--- Start of Dataset ---

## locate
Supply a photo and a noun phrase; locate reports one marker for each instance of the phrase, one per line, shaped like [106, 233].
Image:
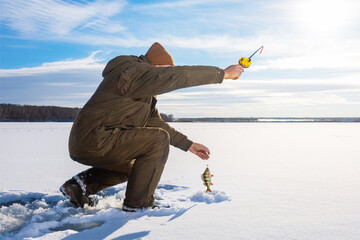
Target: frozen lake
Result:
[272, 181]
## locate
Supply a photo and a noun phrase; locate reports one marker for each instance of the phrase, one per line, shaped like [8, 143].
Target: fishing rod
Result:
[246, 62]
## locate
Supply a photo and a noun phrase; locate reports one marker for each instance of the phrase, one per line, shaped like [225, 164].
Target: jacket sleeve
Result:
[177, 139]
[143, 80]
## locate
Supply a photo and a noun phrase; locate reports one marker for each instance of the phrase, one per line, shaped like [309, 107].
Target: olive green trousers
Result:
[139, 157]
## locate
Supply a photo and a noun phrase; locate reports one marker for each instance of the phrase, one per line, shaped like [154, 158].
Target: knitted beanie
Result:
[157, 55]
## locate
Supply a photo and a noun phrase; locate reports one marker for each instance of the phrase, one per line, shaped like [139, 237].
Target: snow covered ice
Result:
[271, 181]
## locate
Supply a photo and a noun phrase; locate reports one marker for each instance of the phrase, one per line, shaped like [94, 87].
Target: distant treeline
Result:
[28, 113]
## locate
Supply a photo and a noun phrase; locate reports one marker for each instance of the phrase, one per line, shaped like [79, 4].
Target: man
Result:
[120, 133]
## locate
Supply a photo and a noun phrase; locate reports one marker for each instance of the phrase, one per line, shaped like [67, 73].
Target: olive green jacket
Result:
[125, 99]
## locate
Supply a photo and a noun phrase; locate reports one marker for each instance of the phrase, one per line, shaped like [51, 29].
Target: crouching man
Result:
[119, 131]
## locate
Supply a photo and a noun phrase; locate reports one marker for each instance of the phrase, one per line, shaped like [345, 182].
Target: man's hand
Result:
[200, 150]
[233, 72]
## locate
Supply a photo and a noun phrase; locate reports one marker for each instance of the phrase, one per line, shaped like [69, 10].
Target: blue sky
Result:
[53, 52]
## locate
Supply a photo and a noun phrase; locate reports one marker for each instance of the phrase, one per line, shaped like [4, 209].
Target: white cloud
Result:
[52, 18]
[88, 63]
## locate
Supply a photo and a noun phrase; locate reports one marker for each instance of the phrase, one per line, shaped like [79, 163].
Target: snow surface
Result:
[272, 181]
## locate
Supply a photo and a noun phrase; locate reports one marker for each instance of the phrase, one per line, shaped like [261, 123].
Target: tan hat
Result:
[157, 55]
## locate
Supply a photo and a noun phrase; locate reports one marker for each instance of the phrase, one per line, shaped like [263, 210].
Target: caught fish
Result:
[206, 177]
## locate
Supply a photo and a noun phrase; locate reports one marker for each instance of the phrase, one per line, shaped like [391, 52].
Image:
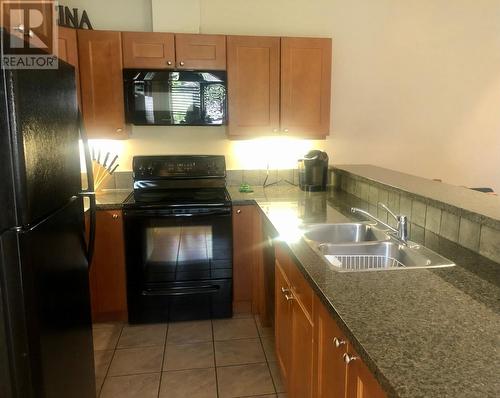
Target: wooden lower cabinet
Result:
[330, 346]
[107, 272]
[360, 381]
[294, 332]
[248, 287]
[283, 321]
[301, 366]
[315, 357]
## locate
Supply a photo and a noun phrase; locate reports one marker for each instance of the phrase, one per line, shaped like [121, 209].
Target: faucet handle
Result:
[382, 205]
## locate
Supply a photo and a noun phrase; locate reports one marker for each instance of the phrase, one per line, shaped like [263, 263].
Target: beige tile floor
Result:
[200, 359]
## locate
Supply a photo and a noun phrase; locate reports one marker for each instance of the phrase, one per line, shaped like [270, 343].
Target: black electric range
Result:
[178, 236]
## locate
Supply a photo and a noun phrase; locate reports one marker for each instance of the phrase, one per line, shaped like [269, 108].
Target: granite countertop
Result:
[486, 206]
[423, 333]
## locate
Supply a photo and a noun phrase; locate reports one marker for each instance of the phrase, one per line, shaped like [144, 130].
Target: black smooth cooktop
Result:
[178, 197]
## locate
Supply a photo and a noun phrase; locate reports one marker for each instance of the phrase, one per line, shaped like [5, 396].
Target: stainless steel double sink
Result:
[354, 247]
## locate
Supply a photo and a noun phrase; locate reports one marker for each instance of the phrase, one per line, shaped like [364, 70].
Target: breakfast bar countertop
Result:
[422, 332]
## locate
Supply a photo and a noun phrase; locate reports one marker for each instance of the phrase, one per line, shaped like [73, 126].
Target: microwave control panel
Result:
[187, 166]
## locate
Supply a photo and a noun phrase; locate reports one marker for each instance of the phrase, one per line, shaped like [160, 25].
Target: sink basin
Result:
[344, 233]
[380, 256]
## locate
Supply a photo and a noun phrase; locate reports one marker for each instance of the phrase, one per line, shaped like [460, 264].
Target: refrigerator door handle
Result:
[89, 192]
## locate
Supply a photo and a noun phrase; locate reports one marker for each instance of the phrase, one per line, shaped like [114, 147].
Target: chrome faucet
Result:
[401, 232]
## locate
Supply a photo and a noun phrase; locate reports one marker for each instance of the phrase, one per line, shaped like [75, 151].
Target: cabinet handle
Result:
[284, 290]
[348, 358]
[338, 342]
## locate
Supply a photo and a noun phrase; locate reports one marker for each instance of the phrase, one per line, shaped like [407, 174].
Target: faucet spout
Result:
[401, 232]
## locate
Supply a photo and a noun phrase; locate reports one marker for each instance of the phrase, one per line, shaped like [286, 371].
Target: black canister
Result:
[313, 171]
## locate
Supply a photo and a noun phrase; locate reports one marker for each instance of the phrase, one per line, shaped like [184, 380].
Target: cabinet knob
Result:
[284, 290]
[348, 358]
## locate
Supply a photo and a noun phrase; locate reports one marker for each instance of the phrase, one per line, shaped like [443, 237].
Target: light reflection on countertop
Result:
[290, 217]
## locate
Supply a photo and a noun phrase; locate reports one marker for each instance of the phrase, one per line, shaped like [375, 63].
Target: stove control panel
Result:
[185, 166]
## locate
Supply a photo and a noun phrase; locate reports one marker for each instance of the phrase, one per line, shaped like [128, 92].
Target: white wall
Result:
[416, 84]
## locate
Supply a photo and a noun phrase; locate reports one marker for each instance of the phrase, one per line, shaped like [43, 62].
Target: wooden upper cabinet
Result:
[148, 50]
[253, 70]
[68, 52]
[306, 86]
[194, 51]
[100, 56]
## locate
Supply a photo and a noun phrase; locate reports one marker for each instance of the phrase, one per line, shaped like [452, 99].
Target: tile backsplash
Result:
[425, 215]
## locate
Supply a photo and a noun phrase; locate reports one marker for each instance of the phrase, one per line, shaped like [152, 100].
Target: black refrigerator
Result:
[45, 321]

--- End of Dataset ---

Repeat each record exactly, with the pictures left out.

## locate
Supply a photo and a noun phrase; locate reports one marker for each instance of the phrase, one per line, shaped like [106, 233].
Image:
Target: frozen lake
Result:
[272, 181]
## locate
Supply a photo and a noun phrase; locate reports one marker for each instance of the phrase, one per line, shaped like [8, 143].
Target: fishing rod
Result:
[246, 62]
## locate
Supply a photo and a noun phrase; locate reports one marker for each instance of the phrase, one per line, shaped like [225, 164].
Target: jacket sleeve
Result:
[177, 139]
[143, 80]
## locate
Supply a photo and a noun phrase; locate reports one marker for each instance of the phrase, one per line, shaped like [309, 107].
Target: olive green trousers
Result:
[139, 157]
## locate
Supply a photo and a noun phrase; locate reports one marker for each instance of the phrase, one per line, shaped like [154, 158].
Target: knitted beanie
Result:
[157, 55]
## locate
Supply a photo and a noun phrase; locate reports one marker for each instance of the phrase, one per line, shaped like [139, 237].
Target: snow covered ice
Result:
[271, 181]
## locate
Supply a photo and a noun phrase; locate reports one marker for each instance of the phrase, one per line, shaped like [94, 87].
Target: distant treeline
Result:
[28, 113]
## locate
Supply a photo and a noun phrase; locate reports one marker for each instance of the phrase, one per line, shaped like [79, 4].
Target: man
Result:
[120, 133]
## locate
Supply a photo and a noun phrase; locate reports one marker for each instance of the phrase, one per line, shaped like [67, 73].
Target: olive green jacket
Result:
[125, 99]
## locate
Supply a photo and a noun phrase; locate reports one marker for each instance of the phrase, one per line, shaped like [51, 29].
Target: crouching man
Result:
[119, 131]
## locate
Supply a photo and a noun phrase; locate reports one marker for each instance of the phrase, one per line, shaped like [345, 182].
Target: man's hand
Result:
[200, 150]
[233, 72]
## locate
Supply a photo and a noun phrase; locate reports one marker for each instance of the phrase, one per line, shaped like [69, 10].
Target: blue sky
Result:
[53, 52]
## locate
Supply a photo and a noun phrase; locate reports one marker for each instance of the phrase, one per line, shaped like [4, 209].
Target: white cloud
Result:
[52, 18]
[88, 63]
## locate
Supply a photo and a noun phrase; locate reports one marker for each instance of the phrase, one per line, shaped like [79, 163].
Target: snow surface
Result:
[272, 181]
## locate
Supply a photo and a noun phrase; locate reports one marker for each instance of the phrase, one per line, shaped like [261, 123].
Target: tan hat
Result:
[157, 55]
## locate
Supply a photo and a noun phrase; locate reports one marker for each instance of the phrase, one per line, shaped like [263, 210].
Target: caught fish
Result:
[206, 177]
## locate
Supply a photo and a noun phrase; locate reports one marker for each instance of the phrase, one per line, shaped like [391, 52].
Image:
Target: wooden lower cabinet
Result:
[330, 346]
[107, 272]
[360, 381]
[294, 332]
[248, 287]
[283, 321]
[301, 366]
[315, 357]
## locate
Supply a photo and a noun phrase; locate reports one marker for each instance of the phrase, one per line, shaped like [121, 209].
Target: faucet handle
Result:
[382, 205]
## locate
Supply a photo and a noun phrase; locate reports one marker for each instance of the phrase, one per line, shaped like [263, 263].
Target: beige tile floor
Result:
[200, 359]
## locate
Supply a photo and a noun phrase; locate reports one marker for each instance of the phrase, one per line, shaped like [270, 343].
Target: black electric range
Result:
[178, 236]
## locate
Supply a photo and a noun phrase; locate reports one marker for each instance of the phrase, one per line, shaped like [269, 108].
Target: granite countertop
Result:
[486, 206]
[423, 333]
## locate
Supply a photo and a noun phrase; locate reports one marker for each instance of the phrase, one per line, shaped like [144, 130].
Target: black smooth cooktop
Result:
[178, 197]
## locate
Supply a photo and a noun phrase; locate reports one marker for each instance of the phrase, one per line, shaped like [5, 396].
Target: stainless steel double sink
Result:
[354, 247]
## locate
Supply a photo and a noun phrase; locate reports one marker for each instance of the phrase, one per line, shaped like [364, 70].
Target: breakfast bar countertop
Result:
[422, 332]
## locate
Supply a photo and a noun phrase; locate reports one marker for each instance of the phrase, one per line, shaped like [73, 126].
Target: microwave control panel
Result:
[187, 166]
## locate
Supply a photo and a noun phrase; locate reports one marker for each instance of the phrase, one per line, shaped like [160, 25].
Target: sink basin
Result:
[344, 233]
[380, 256]
## locate
Supply a photo and a noun phrase; locate reports one marker for each instance of the phrase, one per line, shaped like [460, 264].
Target: refrigerator door handle
Result:
[89, 192]
## locate
Supply a photo and a noun phrase; locate reports one marker for each instance of the phrase, one per line, shaped like [114, 147].
Target: chrome faucet
Result:
[401, 232]
## locate
Supply a photo and a noun phrase; locate reports one marker for each instance of the phrase, one per line, shaped like [75, 151].
Target: cabinet handle
Result:
[284, 290]
[348, 358]
[338, 342]
## locate
Supply a photo and a noun phrase; locate reports one marker for each instance of the phrase, one per line, shaped like [407, 174].
Target: faucet spout
Result:
[401, 232]
## locate
Supply a photo and a noun phrase; locate reports one marker for each instance of the phrase, one per line, shaped like [286, 371].
Target: black canister
Result:
[313, 171]
## locate
Supply a photo and a noun phrase; locate reports one marker for each instance of the phrase, one per line, shaped like [184, 380].
Target: cabinet knob
Result:
[284, 290]
[348, 358]
## locate
Supply a photo and a noun phrase; locate reports one marker for each instance of the phrase, one per line, shaped like [443, 237].
Target: light reflection on countertop
Result:
[290, 217]
## locate
Supply a photo and a noun phrase; locate reports one marker for each instance of the phrase, one per line, shaped like [375, 63].
Target: stove control panel
Result:
[185, 166]
## locate
Supply a photo and a noun phrase; locate reports one marker for each instance of the phrase, one per line, shaped like [128, 92].
Target: white wall
Result:
[416, 84]
## locate
Supply a photo and a noun phrase; locate reports one marker for each instance of the phrase, one per line, shaped like [43, 62].
Target: wooden upper cabinet
Result:
[148, 50]
[253, 70]
[68, 52]
[306, 86]
[194, 51]
[100, 56]
## locate
Supply a photo and a noun phrase; locate reports one marker for each instance of the phrase, one per line, shaped like [452, 99].
Target: tile backsplash
Result:
[425, 215]
## locate
Supply a photo and a noun phrase; locate reports one marker for each instance of the phrase, one per line, shaped like [152, 100].
Target: black refrigerator
Result:
[45, 321]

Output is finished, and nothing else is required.